Electropherograms showing the peak signatures of DSI-Semen™ assay. a Eight amplification peaks exist in the assay and can be observed in an undigested sample. Numbered from left to right, there are two peaks that serve as positive amplification controls (peaks L1 and L8), one peak as a control for restriction digestion (peak L2), two peaks to indicate methylation patterns specific for non-semen tissues (peaks L3 and L4), and three peaks to indicate methylation patterns present in semen (peaks L5, L6, and L8). In samples that are properly digested, peak 2 will be absent (tailless arrowheads in be). In samples that are derived from semen, the third and fourth peaks will be absent (black arrows in c and e). In samples derived from a non-semen source, peaks 5, 6, and 7 are absent (gray arrows in b). Using these guidelines, the sample in b is derived from a non-semen source (buccal in this case), and the samples in c and e are derived from semen. The SourceIdentifier™ software properly identified the samples in b and c, but the sample in e (31 pg of total DNA) was sub-threshold for the algorithm; however, the peak signature for a properly digested semen-specific sample is observable. The sample in d which has peaks 1 and 3–8 is representative of a sample containing a mixture of semen and non-semen

The system is accompanied by a proprietary analysis program, SourceIdentifier™ (Nucleix, Tel Aviv, Israel), to analyze the electropherograms and generate a probability of the tissue type associated with the sample. Thus, confidence can be conveyed with tissue source findings. The system was evaluated for its utility to detect semen in a variety of forensically relevant samples, and the results support that the DSI-Semen™ kit can be a useful tool for the analysis of appropriate forensic samples.
....
_Your assignment_: Copy the DSI-Semen™ assay text from "The system is" up to and including "appropriate forensic samples.", changing "useful tool" to "practical tool".

Stored dataset items:
....
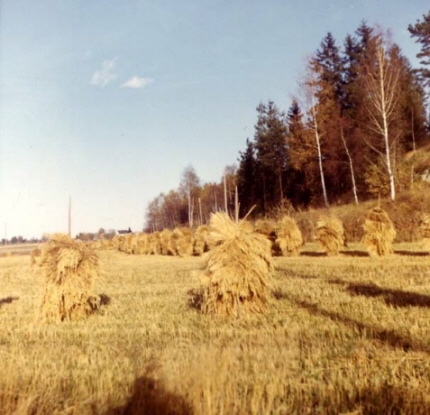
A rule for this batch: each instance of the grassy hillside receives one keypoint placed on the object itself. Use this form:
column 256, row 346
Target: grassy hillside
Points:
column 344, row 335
....
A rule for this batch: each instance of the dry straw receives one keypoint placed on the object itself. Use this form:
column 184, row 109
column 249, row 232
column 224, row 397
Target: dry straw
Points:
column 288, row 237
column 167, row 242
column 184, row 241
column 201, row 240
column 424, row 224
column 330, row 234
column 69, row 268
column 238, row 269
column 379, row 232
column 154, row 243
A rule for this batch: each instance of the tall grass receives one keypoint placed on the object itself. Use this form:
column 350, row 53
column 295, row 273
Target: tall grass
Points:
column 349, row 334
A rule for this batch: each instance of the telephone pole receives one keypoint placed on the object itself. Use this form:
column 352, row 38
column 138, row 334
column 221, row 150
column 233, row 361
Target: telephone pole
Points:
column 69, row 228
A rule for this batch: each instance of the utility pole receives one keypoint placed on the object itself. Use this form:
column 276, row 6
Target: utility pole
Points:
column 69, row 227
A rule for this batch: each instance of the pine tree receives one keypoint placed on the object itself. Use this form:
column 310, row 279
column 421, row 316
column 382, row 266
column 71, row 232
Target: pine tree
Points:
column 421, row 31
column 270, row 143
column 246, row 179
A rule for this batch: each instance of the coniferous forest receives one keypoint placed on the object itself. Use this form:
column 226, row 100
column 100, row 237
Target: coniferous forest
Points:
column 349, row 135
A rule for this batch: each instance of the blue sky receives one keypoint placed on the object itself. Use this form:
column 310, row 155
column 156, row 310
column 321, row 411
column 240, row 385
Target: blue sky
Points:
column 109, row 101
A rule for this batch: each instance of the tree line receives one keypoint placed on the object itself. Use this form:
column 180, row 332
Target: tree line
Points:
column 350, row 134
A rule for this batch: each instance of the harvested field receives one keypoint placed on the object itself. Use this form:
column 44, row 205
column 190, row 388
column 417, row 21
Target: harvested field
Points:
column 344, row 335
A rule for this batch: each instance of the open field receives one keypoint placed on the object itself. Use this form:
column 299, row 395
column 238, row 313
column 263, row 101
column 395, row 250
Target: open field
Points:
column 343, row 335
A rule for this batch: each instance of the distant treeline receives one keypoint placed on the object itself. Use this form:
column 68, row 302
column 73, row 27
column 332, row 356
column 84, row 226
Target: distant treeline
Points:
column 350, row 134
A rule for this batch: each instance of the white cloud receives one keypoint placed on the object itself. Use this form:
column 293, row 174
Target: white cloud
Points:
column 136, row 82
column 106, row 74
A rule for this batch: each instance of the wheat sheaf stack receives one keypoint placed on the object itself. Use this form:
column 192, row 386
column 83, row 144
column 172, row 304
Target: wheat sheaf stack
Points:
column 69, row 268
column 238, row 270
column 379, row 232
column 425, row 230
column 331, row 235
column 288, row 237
....
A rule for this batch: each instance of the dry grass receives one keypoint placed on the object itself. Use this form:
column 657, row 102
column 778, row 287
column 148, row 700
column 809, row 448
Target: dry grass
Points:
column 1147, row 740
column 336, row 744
....
_Answer below_:
The system is accompanied by a proprietary analysis program, SourceIdentifier™ (Nucleix, Tel Aviv, Israel), to analyze the electropherograms and generate a probability of the tissue type associated with the sample. Thus, confidence can be conveyed with tissue source findings. The system was evaluated for its utility to detect semen in a variety of forensically relevant samples, and the results support that the DSI-Semen™ kit can be a practical tool for the analysis of appropriate forensic samples.